I feel like the last two weeks got away from me; I've not stayed on top of my life. My attention has been fragmented, and scattered, there are no groceries in the fridge, the place looks like a truck hit it, and I've been always one or two steps behind where I ought to be. I've barely been able to read emails and blogs, let alone write my own, and I think that has contributed to my sense of chaos as much as anything. Email is the main way I stay in contact with friends, virtual and not, and staying in touch with my blogging friends has become an important part of my day.
There several possible reasons why I'm so scattered. My dad was visiting for a few days, and naturally I tried to see him as much as I could. Pratt is in the final weeks of the semester which doesn't affect my work load too much yet, but all that spacey yet frantic finals energy can be contagious. I've also started helping my friend Dessida prepare her MFA thesis show, giving her any free moment I had. I'll write more on that later.
I think the biggest problem though has been this odd virus I've come down with. Two weeks ago, I worked for the all-night figure drawing extravaganza, so I expected to feel discombobulated for a few days. Then I wasn't getting enough sleep in the following week, so I thought I just hadn't caught up; now I wonder how much of my sleeplessness was effect rather than cause. A little from column A, a little from column B, no doubt.
Boy, this posting is some rivetting stuff so far, huh. Stick with me, I'm still a little loopy. Actually, that may be a good reason not to stick with me. Do as you see fit.
The symptoms of this bug were just vague enough for me to overlook or ignore them. I tend to do that whenever possible, as do most people, I think. There's still some part of me that thinks illness is a weakness of character, rather than the random reaction of my body to a pathogen. Those damn Puritans! They have so much to answer for. I felt run down, only slightly more achy than usual, prone to dizziness, and flushing that wasn't conclusive enough to indicate a fever, and I had trouble with basic motor skills. I dropped things a lot, inanimate objects kept jumping out to bonk into me, and while I managed not to bonk into people on the subway any more than usual, preventing it took WAY more concentration than I'm used to. That was true with a lot of things, actually; basic tasks, even typically unconscious actions required MUCH rumination, debate and analysis. We're talking things like deciding if I was going to put on my shoes then get my keys before leaving the house, or would it be a more efficient use of time to get the keys (at the back of the apartment) THEN put on my shoes (near the front door, and therefore on the way out of the apartment). In fact this woolly-headedness no doubt is partly why it took me so long to notice something was awry. I felt like I was observing life through the wrong end of a telescope; even if something seemed off, it seemed to be happening to someone else, it certainly wasn't anything to get worked up about, so I just kept plodding along, meeting my basic commitments, getting tasks done in a stupor.

ENTRIES SUPPLIED:
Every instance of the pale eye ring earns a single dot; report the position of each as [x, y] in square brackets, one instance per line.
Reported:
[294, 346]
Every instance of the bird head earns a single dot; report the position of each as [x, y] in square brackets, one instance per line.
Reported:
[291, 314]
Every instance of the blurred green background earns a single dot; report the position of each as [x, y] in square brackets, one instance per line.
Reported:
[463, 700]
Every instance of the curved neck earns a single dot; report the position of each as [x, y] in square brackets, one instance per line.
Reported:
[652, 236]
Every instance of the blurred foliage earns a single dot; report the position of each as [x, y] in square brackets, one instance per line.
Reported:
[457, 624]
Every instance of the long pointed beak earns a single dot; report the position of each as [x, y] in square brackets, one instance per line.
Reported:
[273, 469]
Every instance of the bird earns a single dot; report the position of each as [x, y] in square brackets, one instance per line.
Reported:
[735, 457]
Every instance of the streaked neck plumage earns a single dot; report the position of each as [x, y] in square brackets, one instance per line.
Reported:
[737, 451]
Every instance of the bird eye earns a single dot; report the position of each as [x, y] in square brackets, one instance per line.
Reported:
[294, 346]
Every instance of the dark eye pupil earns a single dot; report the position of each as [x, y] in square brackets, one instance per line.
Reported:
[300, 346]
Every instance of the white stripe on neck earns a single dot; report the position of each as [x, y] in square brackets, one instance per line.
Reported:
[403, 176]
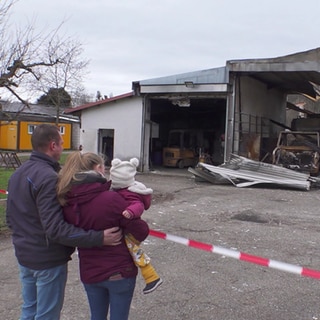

TASK INSTRUCTIONS:
Translate this sentence from the blog post into Spanish: "My dad was visiting for a few days, and naturally I tried to see him as much as I could."

REPLY:
Mi papá estuvo de visita unos días y, naturalmente, traté de verlo lo más que pude.